Excerpts from a detection dataset:
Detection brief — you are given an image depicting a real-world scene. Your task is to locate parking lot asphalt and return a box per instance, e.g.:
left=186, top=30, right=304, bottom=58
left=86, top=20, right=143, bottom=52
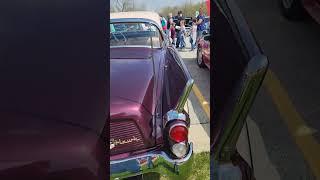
left=235, top=0, right=320, bottom=180
left=179, top=39, right=210, bottom=153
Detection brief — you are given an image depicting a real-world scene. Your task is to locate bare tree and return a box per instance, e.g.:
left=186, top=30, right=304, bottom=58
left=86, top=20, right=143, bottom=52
left=111, top=0, right=133, bottom=12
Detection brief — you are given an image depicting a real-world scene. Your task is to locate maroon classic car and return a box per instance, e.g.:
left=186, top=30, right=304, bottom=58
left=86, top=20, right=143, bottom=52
left=110, top=12, right=193, bottom=179
left=196, top=31, right=210, bottom=69
left=280, top=0, right=320, bottom=24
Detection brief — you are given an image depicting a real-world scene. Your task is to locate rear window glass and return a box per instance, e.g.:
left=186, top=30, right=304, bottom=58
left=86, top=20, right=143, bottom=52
left=110, top=23, right=163, bottom=48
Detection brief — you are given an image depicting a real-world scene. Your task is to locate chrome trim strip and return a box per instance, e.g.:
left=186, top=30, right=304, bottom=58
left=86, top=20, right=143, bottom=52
left=110, top=45, right=161, bottom=49
left=175, top=78, right=194, bottom=112
left=110, top=142, right=193, bottom=165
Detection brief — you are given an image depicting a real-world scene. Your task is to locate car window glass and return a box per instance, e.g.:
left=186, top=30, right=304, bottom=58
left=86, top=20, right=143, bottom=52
left=110, top=22, right=163, bottom=48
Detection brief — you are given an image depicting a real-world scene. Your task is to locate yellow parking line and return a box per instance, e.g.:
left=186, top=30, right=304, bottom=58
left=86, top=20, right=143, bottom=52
left=264, top=70, right=320, bottom=179
left=192, top=84, right=210, bottom=120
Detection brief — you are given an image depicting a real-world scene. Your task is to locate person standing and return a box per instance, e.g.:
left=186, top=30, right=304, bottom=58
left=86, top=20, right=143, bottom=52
left=180, top=20, right=186, bottom=49
left=176, top=11, right=184, bottom=48
left=170, top=22, right=176, bottom=46
left=196, top=8, right=205, bottom=41
left=160, top=16, right=168, bottom=34
left=167, top=13, right=173, bottom=38
left=190, top=19, right=198, bottom=51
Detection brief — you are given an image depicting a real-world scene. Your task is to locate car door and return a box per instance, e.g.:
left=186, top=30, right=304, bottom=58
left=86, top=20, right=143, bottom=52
left=210, top=0, right=268, bottom=179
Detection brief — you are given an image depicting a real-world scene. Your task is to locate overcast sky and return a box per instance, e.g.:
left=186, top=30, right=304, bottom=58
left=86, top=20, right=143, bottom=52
left=111, top=0, right=205, bottom=11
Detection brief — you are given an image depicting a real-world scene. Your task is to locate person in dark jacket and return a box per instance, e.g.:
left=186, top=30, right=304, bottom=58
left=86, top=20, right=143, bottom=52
left=176, top=11, right=184, bottom=48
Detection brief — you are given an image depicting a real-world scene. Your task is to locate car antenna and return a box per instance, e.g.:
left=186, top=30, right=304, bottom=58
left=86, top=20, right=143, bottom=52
left=149, top=23, right=157, bottom=115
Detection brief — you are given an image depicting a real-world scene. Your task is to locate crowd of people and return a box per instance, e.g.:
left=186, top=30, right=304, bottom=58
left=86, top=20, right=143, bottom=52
left=160, top=8, right=206, bottom=51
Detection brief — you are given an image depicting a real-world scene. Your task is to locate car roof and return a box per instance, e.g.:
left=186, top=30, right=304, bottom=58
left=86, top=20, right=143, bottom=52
left=110, top=11, right=162, bottom=27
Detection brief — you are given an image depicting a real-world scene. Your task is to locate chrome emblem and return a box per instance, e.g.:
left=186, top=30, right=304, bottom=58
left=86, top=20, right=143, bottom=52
left=110, top=136, right=141, bottom=149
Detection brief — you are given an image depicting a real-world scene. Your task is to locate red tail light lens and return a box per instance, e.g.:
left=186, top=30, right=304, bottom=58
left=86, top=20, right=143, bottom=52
left=169, top=126, right=188, bottom=143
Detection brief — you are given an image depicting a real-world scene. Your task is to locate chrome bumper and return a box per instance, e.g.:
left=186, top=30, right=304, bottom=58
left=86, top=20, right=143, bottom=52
left=110, top=142, right=193, bottom=179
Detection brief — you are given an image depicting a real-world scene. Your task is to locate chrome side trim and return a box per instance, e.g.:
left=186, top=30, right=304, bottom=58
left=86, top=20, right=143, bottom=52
left=175, top=78, right=194, bottom=112
left=110, top=143, right=193, bottom=179
left=110, top=142, right=193, bottom=165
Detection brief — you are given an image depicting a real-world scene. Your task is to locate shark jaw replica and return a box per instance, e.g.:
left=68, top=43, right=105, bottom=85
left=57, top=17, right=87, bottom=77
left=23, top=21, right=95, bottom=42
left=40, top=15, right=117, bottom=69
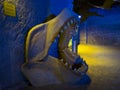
left=22, top=9, right=88, bottom=87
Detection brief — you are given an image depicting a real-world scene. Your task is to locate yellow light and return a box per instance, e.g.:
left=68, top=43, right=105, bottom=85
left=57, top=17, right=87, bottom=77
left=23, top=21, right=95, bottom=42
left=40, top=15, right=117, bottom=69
left=78, top=44, right=120, bottom=67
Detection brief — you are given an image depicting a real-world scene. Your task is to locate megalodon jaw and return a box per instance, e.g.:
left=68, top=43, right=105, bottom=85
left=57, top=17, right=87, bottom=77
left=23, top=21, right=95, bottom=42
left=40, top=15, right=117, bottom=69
left=22, top=9, right=88, bottom=87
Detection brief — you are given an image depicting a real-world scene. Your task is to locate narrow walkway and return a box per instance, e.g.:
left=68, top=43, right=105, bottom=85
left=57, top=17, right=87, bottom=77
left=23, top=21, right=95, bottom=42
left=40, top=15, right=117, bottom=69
left=78, top=45, right=120, bottom=90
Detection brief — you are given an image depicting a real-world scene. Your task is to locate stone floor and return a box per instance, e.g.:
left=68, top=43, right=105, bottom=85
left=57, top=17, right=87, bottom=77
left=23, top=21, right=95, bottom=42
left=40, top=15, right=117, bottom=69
left=21, top=45, right=120, bottom=90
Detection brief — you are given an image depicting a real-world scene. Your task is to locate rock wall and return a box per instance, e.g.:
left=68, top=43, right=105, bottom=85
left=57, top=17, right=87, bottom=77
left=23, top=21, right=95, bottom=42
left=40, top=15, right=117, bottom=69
left=0, top=0, right=50, bottom=89
left=81, top=7, right=120, bottom=46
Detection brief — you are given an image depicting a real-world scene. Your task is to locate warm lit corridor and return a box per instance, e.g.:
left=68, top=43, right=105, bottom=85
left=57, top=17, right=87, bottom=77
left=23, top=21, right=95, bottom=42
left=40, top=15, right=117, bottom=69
left=78, top=45, right=120, bottom=90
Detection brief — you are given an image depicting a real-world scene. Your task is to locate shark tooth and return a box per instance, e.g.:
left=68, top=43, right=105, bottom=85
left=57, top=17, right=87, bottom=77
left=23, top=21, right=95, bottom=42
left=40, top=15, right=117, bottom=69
left=70, top=19, right=73, bottom=24
left=65, top=62, right=68, bottom=66
left=69, top=65, right=72, bottom=69
left=60, top=59, right=64, bottom=62
left=63, top=26, right=67, bottom=30
left=60, top=30, right=63, bottom=33
left=74, top=68, right=77, bottom=72
left=67, top=22, right=70, bottom=27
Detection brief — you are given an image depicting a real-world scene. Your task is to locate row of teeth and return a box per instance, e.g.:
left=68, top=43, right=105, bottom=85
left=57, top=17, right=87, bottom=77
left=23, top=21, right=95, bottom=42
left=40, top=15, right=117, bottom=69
left=60, top=18, right=77, bottom=33
left=54, top=18, right=83, bottom=74
left=54, top=18, right=77, bottom=42
left=60, top=59, right=83, bottom=74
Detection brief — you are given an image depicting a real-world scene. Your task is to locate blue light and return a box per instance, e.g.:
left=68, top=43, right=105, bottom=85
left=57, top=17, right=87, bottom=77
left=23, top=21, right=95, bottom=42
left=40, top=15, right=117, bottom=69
left=78, top=15, right=81, bottom=18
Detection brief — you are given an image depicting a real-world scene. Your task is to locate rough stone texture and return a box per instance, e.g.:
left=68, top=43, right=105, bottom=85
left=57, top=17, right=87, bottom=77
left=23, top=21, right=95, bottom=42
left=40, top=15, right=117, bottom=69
left=0, top=0, right=50, bottom=88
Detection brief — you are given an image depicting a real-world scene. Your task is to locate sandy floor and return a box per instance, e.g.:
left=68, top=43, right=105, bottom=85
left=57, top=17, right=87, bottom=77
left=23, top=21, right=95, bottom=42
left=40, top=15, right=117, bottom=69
left=78, top=45, right=120, bottom=90
left=22, top=45, right=120, bottom=90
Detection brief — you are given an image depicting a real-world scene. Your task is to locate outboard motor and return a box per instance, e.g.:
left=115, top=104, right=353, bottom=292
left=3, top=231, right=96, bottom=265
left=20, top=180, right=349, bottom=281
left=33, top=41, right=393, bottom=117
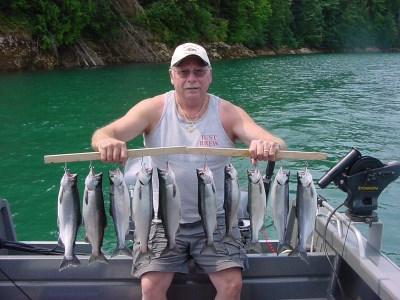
left=317, top=148, right=400, bottom=222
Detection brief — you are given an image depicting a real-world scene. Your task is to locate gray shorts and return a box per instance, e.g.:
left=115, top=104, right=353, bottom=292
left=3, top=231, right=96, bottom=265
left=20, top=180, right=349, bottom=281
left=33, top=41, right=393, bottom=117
left=132, top=215, right=249, bottom=278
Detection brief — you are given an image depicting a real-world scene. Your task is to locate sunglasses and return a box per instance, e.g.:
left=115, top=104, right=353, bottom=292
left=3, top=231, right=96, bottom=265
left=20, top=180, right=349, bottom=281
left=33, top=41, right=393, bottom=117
left=173, top=68, right=209, bottom=78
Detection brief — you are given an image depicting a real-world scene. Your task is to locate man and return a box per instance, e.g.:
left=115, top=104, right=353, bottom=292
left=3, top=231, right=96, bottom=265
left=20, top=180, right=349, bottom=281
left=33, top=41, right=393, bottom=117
left=92, top=43, right=286, bottom=300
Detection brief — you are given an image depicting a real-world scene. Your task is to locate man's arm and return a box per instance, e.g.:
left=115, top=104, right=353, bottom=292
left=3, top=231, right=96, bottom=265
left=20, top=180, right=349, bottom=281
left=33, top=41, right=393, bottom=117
left=220, top=100, right=286, bottom=163
left=92, top=95, right=164, bottom=162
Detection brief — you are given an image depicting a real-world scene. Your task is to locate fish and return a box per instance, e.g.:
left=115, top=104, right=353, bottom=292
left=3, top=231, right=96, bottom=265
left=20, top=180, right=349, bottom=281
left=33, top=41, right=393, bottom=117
left=108, top=168, right=132, bottom=257
left=157, top=162, right=182, bottom=256
left=269, top=166, right=293, bottom=255
left=82, top=167, right=108, bottom=264
left=246, top=167, right=267, bottom=253
left=132, top=165, right=155, bottom=257
left=196, top=164, right=217, bottom=254
left=222, top=163, right=240, bottom=242
left=57, top=169, right=82, bottom=271
left=289, top=168, right=317, bottom=264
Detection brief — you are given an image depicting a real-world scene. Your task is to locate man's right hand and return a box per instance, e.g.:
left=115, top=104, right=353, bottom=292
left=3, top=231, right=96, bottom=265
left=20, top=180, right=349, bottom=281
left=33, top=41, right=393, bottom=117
left=93, top=138, right=128, bottom=164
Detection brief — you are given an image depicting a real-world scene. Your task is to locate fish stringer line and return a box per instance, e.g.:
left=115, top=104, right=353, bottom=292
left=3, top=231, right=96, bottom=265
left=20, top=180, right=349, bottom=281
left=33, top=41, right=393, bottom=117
left=261, top=226, right=276, bottom=254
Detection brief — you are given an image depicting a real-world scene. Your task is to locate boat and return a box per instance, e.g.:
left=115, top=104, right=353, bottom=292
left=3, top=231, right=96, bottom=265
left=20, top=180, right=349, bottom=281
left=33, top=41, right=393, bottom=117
left=0, top=149, right=400, bottom=300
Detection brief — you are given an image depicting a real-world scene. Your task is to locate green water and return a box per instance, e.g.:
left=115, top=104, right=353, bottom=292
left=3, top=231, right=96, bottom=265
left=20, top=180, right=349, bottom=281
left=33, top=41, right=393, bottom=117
left=0, top=53, right=400, bottom=265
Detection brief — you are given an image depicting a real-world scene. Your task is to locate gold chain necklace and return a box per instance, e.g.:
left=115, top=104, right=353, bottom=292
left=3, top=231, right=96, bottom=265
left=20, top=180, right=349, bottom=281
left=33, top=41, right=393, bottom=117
left=174, top=94, right=208, bottom=132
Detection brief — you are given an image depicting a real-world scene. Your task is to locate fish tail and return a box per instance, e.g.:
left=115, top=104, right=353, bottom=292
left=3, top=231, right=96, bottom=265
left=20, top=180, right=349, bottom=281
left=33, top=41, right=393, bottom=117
left=276, top=242, right=293, bottom=255
left=59, top=255, right=81, bottom=271
left=222, top=233, right=236, bottom=243
left=111, top=245, right=132, bottom=257
left=246, top=241, right=262, bottom=254
left=136, top=248, right=156, bottom=261
left=161, top=244, right=182, bottom=256
left=200, top=241, right=218, bottom=255
left=288, top=249, right=310, bottom=265
left=88, top=252, right=108, bottom=265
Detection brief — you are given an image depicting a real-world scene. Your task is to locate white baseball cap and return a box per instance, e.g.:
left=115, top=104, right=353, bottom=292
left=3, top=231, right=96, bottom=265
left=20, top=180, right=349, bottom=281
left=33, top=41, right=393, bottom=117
left=171, top=43, right=211, bottom=67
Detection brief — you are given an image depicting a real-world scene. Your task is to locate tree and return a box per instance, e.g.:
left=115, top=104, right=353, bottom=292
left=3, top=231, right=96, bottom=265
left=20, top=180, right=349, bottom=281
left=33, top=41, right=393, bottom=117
left=265, top=0, right=295, bottom=46
left=291, top=0, right=323, bottom=47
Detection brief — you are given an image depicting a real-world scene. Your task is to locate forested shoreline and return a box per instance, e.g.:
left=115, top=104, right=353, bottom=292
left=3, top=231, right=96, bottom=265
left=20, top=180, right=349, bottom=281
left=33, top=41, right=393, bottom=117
left=0, top=0, right=400, bottom=70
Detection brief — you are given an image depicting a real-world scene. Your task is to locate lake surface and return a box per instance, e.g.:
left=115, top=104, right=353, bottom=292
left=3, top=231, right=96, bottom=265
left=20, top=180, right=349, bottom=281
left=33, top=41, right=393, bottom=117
left=0, top=53, right=400, bottom=265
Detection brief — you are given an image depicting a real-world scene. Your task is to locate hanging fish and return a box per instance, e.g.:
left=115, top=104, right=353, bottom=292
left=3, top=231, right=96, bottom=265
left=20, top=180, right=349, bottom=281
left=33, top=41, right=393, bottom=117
left=289, top=168, right=317, bottom=264
left=157, top=162, right=181, bottom=256
left=57, top=169, right=82, bottom=271
left=132, top=165, right=154, bottom=256
left=269, top=167, right=293, bottom=255
left=108, top=168, right=132, bottom=257
left=82, top=167, right=108, bottom=264
left=223, top=163, right=240, bottom=242
left=196, top=164, right=217, bottom=254
left=246, top=166, right=267, bottom=253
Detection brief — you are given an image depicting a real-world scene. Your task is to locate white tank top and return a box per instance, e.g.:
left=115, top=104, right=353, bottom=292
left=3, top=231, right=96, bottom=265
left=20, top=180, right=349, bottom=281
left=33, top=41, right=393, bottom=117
left=144, top=91, right=235, bottom=223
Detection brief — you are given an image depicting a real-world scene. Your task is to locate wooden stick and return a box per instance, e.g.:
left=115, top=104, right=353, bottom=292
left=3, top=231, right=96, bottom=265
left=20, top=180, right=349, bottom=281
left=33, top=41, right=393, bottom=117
left=44, top=146, right=327, bottom=164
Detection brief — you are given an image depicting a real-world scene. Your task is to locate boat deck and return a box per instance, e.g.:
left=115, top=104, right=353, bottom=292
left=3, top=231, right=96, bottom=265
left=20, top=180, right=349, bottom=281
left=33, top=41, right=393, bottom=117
left=0, top=199, right=400, bottom=300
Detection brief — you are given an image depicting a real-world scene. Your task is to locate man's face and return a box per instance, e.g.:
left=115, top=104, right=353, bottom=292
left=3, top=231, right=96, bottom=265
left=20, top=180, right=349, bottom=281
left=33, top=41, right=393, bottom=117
left=169, top=56, right=212, bottom=99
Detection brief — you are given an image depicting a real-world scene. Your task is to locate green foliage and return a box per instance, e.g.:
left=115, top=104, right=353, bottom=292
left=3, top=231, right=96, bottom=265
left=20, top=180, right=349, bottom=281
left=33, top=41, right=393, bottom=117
left=266, top=0, right=295, bottom=46
left=220, top=0, right=272, bottom=47
left=136, top=0, right=227, bottom=44
left=10, top=0, right=117, bottom=48
left=0, top=0, right=400, bottom=49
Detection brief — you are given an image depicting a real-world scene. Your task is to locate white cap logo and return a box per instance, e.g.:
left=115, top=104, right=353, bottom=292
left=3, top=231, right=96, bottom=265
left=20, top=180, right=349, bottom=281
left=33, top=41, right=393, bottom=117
left=171, top=43, right=211, bottom=67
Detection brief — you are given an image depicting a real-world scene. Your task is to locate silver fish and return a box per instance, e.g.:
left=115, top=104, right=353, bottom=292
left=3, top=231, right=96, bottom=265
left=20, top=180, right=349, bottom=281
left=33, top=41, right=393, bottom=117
left=269, top=167, right=293, bottom=254
left=108, top=168, right=132, bottom=257
left=132, top=165, right=154, bottom=256
left=222, top=163, right=240, bottom=242
left=82, top=167, right=108, bottom=264
left=196, top=164, right=217, bottom=254
left=57, top=169, right=82, bottom=271
left=246, top=167, right=267, bottom=253
left=157, top=162, right=181, bottom=256
left=289, top=168, right=317, bottom=264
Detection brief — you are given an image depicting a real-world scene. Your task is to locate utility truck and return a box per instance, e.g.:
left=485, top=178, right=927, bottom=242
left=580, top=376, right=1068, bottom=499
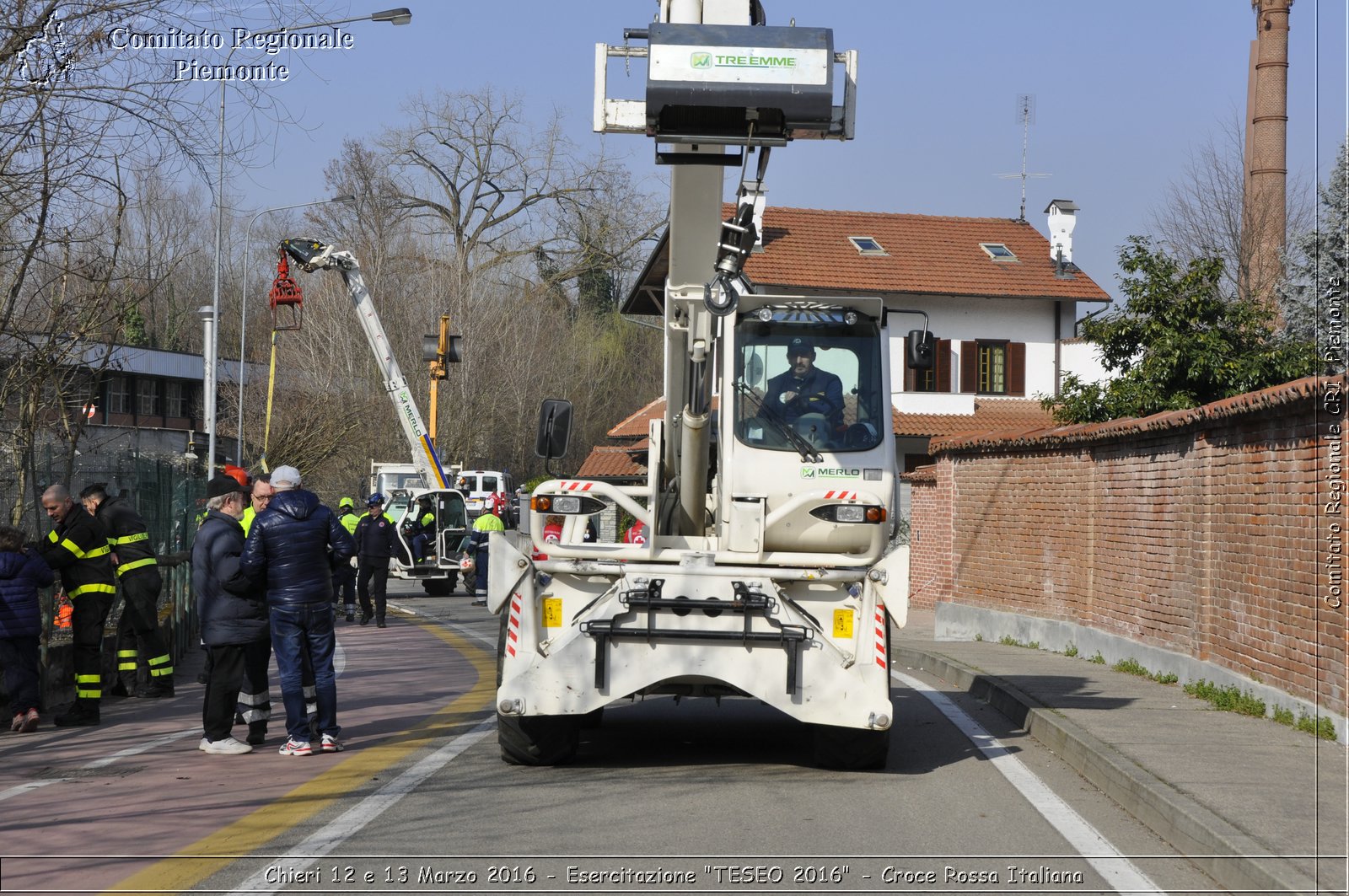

TASK STATEMENT: Could you rewrite the stretch from the start of the records through the line containing "left=235, top=0, right=320, bottom=180", replacing "parking lot asphalt" with "asphalt pavement" and changing nothing else, with the pictures left out?

WRITTEN ANSWER:
Detection brief — you are given an image depicting a real-world scene. Your task is to locate asphalt pavement and return a box per instance, e.g.:
left=186, top=30, right=304, bottom=58
left=86, top=20, right=143, bottom=52
left=235, top=0, right=320, bottom=180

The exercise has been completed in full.